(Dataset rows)
════════════════
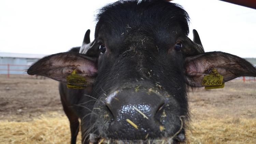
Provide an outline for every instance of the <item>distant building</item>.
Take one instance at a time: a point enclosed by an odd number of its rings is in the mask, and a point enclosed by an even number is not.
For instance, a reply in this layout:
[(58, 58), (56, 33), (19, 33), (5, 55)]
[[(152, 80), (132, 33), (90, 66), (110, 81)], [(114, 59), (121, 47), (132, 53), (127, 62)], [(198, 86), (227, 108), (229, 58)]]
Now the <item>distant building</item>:
[(8, 64), (10, 74), (26, 73), (28, 66), (46, 56), (44, 55), (0, 53), (0, 74), (7, 74)]

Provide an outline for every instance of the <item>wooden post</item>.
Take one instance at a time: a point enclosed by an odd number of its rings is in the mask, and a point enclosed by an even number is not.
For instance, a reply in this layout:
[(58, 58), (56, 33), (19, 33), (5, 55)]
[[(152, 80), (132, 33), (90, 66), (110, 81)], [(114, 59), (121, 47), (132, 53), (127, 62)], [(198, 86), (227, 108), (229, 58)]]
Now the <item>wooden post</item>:
[(7, 77), (10, 78), (10, 64), (7, 64)]

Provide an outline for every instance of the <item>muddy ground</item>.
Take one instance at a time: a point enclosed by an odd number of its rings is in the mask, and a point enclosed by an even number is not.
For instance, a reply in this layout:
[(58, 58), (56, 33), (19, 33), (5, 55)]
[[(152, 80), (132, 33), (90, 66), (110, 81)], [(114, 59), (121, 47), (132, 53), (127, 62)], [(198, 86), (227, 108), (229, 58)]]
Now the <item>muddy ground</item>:
[[(52, 112), (64, 115), (58, 84), (48, 78), (0, 75), (0, 120), (29, 121), (42, 114), (58, 115), (48, 114)], [(236, 80), (226, 83), (224, 88), (196, 88), (189, 95), (192, 122), (228, 119), (235, 126), (241, 119), (256, 119), (256, 82)], [(250, 142), (254, 140), (251, 139)]]

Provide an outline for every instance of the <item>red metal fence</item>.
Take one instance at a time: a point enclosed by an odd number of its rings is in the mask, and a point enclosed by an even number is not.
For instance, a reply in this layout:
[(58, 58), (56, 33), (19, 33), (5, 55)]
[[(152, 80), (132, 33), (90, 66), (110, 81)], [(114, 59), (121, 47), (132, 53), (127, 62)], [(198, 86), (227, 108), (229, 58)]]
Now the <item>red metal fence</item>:
[[(24, 64), (0, 64), (0, 66), (6, 66), (6, 69), (0, 69), (0, 71), (6, 71), (7, 72), (6, 74), (7, 74), (7, 77), (8, 78), (10, 77), (10, 71), (23, 71), (25, 72), (26, 71), (26, 69), (28, 68), (30, 65), (24, 65)], [(22, 67), (23, 68), (26, 67), (25, 69), (12, 69), (12, 67)]]
[(243, 81), (245, 82), (246, 81), (251, 81), (255, 82), (255, 77), (246, 77), (243, 76)]

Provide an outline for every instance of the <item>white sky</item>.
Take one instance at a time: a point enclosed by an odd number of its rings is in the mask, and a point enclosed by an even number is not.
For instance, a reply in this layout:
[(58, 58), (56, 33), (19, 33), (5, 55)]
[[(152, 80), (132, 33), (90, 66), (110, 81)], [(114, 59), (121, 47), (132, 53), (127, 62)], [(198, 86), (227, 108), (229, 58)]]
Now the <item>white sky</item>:
[[(0, 52), (50, 54), (94, 38), (97, 9), (116, 0), (1, 0)], [(174, 0), (191, 19), (206, 52), (256, 57), (256, 10), (217, 0)]]

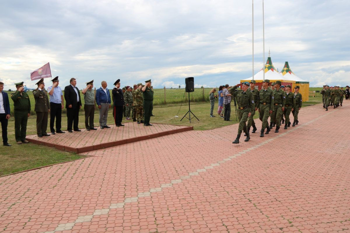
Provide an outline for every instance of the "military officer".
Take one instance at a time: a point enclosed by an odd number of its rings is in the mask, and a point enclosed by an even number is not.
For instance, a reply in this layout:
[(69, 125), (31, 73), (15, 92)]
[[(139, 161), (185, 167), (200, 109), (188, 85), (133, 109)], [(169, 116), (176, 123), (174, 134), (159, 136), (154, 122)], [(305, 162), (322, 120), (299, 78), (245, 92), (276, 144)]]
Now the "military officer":
[(259, 105), (259, 119), (262, 122), (260, 136), (264, 137), (264, 132), (265, 128), (267, 134), (270, 129), (268, 127), (267, 120), (270, 114), (273, 111), (274, 95), (272, 90), (268, 87), (270, 80), (265, 79), (262, 81), (262, 88), (259, 91), (260, 104)]
[(50, 136), (46, 133), (47, 120), (50, 112), (50, 104), (47, 91), (45, 90), (44, 79), (42, 78), (35, 84), (38, 88), (33, 91), (35, 100), (34, 111), (36, 113), (36, 133), (39, 137)]
[(295, 126), (299, 123), (298, 120), (298, 114), (299, 114), (299, 110), (301, 108), (303, 103), (303, 98), (301, 94), (299, 93), (300, 87), (296, 86), (294, 87), (294, 98), (295, 99), (295, 107), (294, 110), (292, 111), (292, 113), (294, 116), (294, 121), (292, 126)]
[[(275, 85), (275, 90), (273, 91), (274, 98), (273, 112), (271, 115), (271, 119), (273, 122), (276, 124), (276, 129), (275, 133), (278, 133), (281, 125), (281, 116), (283, 114), (286, 104), (286, 93), (280, 89), (282, 82), (280, 81), (276, 81)], [(270, 128), (272, 128), (271, 124)]]
[(123, 106), (124, 105), (124, 94), (120, 89), (120, 80), (118, 79), (113, 85), (114, 87), (112, 91), (113, 95), (113, 110), (114, 111), (114, 120), (115, 126), (117, 127), (124, 126), (121, 123), (123, 119)]
[(63, 94), (62, 89), (58, 86), (58, 76), (52, 79), (52, 86), (49, 87), (47, 91), (50, 95), (50, 129), (51, 134), (55, 134), (55, 118), (56, 118), (56, 132), (59, 133), (65, 133), (61, 130), (62, 110), (64, 107)]
[[(254, 115), (255, 115), (255, 111), (258, 110), (259, 107), (259, 91), (257, 89), (255, 88), (255, 84), (256, 82), (255, 80), (252, 80), (250, 81), (250, 88), (248, 89), (249, 91), (252, 93), (253, 95), (253, 99), (254, 100), (255, 106), (254, 109), (252, 111), (252, 114), (248, 118), (248, 123), (247, 123), (247, 127), (248, 128), (248, 132), (249, 133), (250, 130), (250, 127), (253, 126), (253, 130), (252, 133), (254, 133), (257, 131), (257, 127), (255, 126), (255, 122), (253, 119)], [(246, 136), (245, 135), (244, 136)]]
[(137, 84), (134, 84), (134, 89), (131, 91), (132, 94), (132, 120), (133, 121), (136, 121), (136, 110), (135, 109), (135, 91), (138, 87)]
[(247, 137), (244, 140), (245, 142), (247, 142), (250, 139), (249, 132), (247, 128), (246, 123), (248, 118), (252, 115), (252, 113), (255, 109), (255, 102), (253, 97), (253, 93), (248, 90), (248, 87), (250, 85), (248, 82), (244, 82), (242, 83), (242, 89), (235, 91), (237, 87), (241, 85), (240, 83), (234, 86), (230, 89), (230, 93), (234, 98), (237, 98), (237, 110), (238, 114), (238, 119), (239, 119), (239, 126), (238, 126), (238, 134), (236, 139), (232, 142), (234, 144), (239, 143), (239, 138), (240, 137), (242, 131), (245, 132)]
[(138, 124), (144, 123), (144, 97), (142, 94), (142, 85), (139, 83), (138, 88), (135, 91), (135, 110), (136, 112), (136, 120)]
[(23, 82), (15, 83), (17, 90), (11, 94), (15, 115), (15, 137), (18, 144), (29, 142), (26, 139), (27, 123), (30, 115), (30, 100), (24, 91)]
[(149, 123), (152, 114), (153, 103), (153, 91), (150, 88), (151, 80), (145, 81), (146, 84), (142, 88), (144, 97), (144, 125), (145, 126), (153, 125)]
[(126, 86), (126, 91), (124, 93), (124, 99), (125, 102), (125, 114), (126, 116), (126, 120), (131, 120), (130, 113), (131, 112), (131, 108), (132, 107), (133, 96), (131, 92), (132, 90), (131, 87), (127, 86)]
[(290, 112), (295, 108), (295, 99), (294, 98), (294, 94), (290, 92), (291, 88), (290, 85), (287, 85), (285, 88), (285, 90), (286, 90), (286, 105), (285, 105), (285, 110), (283, 112), (286, 119), (285, 121), (285, 129), (287, 129), (287, 127), (290, 126), (289, 116), (290, 114)]

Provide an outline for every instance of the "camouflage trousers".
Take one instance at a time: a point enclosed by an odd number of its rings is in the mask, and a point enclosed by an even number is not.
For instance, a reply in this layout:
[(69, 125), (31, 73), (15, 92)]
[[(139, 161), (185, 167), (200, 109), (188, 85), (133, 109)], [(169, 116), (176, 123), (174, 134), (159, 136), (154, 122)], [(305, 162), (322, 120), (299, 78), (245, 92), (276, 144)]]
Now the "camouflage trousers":
[(299, 108), (296, 107), (295, 109), (292, 111), (292, 113), (294, 116), (294, 120), (298, 120), (298, 114), (299, 114)]
[(252, 114), (250, 115), (250, 116), (248, 118), (248, 123), (247, 124), (247, 127), (248, 129), (250, 129), (252, 125), (255, 125), (254, 119), (253, 119), (254, 115), (255, 115), (255, 108), (254, 108), (254, 110), (252, 112)]
[(271, 114), (271, 119), (272, 122), (275, 123), (276, 125), (279, 126), (281, 125), (281, 116), (283, 115), (282, 107), (280, 105), (275, 106), (274, 111)]
[(127, 118), (130, 118), (130, 113), (131, 112), (131, 108), (132, 106), (131, 106), (131, 104), (129, 104), (128, 105), (128, 106), (127, 106), (125, 105), (125, 116)]
[(137, 105), (135, 106), (136, 113), (136, 120), (140, 121), (144, 120), (144, 106)]
[(214, 110), (214, 105), (215, 103), (215, 101), (210, 100), (210, 115), (213, 115), (213, 111)]
[(292, 106), (287, 107), (285, 108), (285, 111), (283, 112), (283, 114), (284, 115), (285, 123), (288, 124), (289, 123), (289, 115), (290, 115), (290, 112), (292, 112)]
[(240, 135), (242, 133), (242, 131), (243, 131), (245, 133), (247, 133), (248, 130), (247, 130), (247, 125), (246, 123), (247, 120), (248, 120), (248, 114), (249, 113), (249, 109), (246, 108), (245, 109), (237, 109), (237, 111), (238, 114), (238, 118), (240, 120), (239, 121), (239, 125), (238, 126), (238, 134)]

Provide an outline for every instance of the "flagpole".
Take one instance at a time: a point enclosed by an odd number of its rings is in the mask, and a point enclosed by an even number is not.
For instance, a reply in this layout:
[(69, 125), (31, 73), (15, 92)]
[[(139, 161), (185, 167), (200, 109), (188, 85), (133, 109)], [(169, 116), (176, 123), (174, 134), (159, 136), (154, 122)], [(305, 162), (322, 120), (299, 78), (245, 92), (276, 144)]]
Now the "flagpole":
════════════════
— SET EXERCISE —
Copy word for word the stretch from the start of the items through the line containing "74), (7, 74)]", both ends included. Leave the pictures out.

— RESULT FOR THIS TASK —
Provide an outline for every instance of the <item>distant building</item>.
Take one instance at a time: a point enclosed by an odd number of its rings is in the mask, and a point enclosed by an even number is not.
For instance, a reply in this layout:
[(58, 58), (56, 33), (19, 33), (5, 55)]
[[(152, 80), (132, 33), (90, 66), (110, 81)], [(114, 59), (121, 47), (132, 53), (127, 62)], [(198, 86), (227, 108), (229, 58)]]
Now the <item>distant building</item>:
[(8, 64), (10, 74), (26, 73), (28, 66), (46, 56), (44, 55), (0, 53), (0, 74), (7, 74)]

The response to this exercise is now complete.